WHAT IS ASKED:
The entries below are to be written out again without alteration.

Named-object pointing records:
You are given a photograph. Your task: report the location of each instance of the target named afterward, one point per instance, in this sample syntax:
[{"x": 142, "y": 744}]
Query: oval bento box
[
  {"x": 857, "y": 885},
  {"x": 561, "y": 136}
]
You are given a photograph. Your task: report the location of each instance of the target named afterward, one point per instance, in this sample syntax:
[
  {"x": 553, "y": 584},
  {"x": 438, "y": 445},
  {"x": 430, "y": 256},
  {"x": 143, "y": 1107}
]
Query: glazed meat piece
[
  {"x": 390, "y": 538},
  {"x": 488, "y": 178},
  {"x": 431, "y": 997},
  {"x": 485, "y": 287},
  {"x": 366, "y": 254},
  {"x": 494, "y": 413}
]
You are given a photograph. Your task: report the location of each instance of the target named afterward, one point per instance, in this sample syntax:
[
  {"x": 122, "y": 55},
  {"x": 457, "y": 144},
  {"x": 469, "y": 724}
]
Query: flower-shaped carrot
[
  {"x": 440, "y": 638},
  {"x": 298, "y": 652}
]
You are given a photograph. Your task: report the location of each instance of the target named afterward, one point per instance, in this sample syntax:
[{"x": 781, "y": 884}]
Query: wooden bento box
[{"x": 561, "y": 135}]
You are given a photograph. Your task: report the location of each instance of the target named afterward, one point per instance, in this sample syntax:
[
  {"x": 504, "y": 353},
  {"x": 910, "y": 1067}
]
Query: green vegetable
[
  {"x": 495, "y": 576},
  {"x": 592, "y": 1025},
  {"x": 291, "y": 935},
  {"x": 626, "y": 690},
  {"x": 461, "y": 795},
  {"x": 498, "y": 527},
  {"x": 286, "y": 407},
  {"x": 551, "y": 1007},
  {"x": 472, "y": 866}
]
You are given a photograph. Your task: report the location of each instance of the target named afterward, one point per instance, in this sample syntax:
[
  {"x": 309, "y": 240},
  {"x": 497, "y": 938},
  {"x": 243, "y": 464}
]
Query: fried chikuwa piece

FULL SOLUTION:
You are given a photograph. Your task: report the location of each instance of the target named afterward, one point per instance, in this sample syntax:
[{"x": 142, "y": 744}]
Query: oval bento box
[
  {"x": 857, "y": 885},
  {"x": 561, "y": 136}
]
You are given a photograph. Your task: report the location of each instance of the target named afterward, one point per instance, in this sample syntax:
[
  {"x": 553, "y": 584},
  {"x": 438, "y": 445},
  {"x": 430, "y": 256},
  {"x": 143, "y": 1107}
]
Query: glazed meat piece
[
  {"x": 390, "y": 538},
  {"x": 488, "y": 178},
  {"x": 431, "y": 997},
  {"x": 485, "y": 287},
  {"x": 366, "y": 254},
  {"x": 494, "y": 413}
]
You are given a photograph. Your task: report the location of each instance of the target named afterward, one point per instance, in this sample syntax:
[
  {"x": 122, "y": 55},
  {"x": 457, "y": 144},
  {"x": 469, "y": 724}
]
Query: flower-shaped carrot
[
  {"x": 440, "y": 638},
  {"x": 298, "y": 652}
]
You are given a photograph. Your task: report the location of each instance of the target named afterward, one point per instance, in this sample syntax:
[{"x": 781, "y": 884}]
Query: wooden bento box
[{"x": 561, "y": 135}]
You are given a photograph. Your task: report the location of each instance of the target named afterward, one point per instance, in this sample syntax:
[
  {"x": 504, "y": 353},
  {"x": 910, "y": 1067}
]
Query: green vegetable
[
  {"x": 495, "y": 576},
  {"x": 592, "y": 1025},
  {"x": 291, "y": 935},
  {"x": 626, "y": 690},
  {"x": 461, "y": 795},
  {"x": 498, "y": 527},
  {"x": 286, "y": 407},
  {"x": 551, "y": 1007},
  {"x": 472, "y": 866}
]
You are given a photograph. Your task: report the location of each instance of the target named afterward, one point per instance, in this sample syntax:
[
  {"x": 309, "y": 240},
  {"x": 497, "y": 938},
  {"x": 243, "y": 464}
]
Query: fried chikuwa piece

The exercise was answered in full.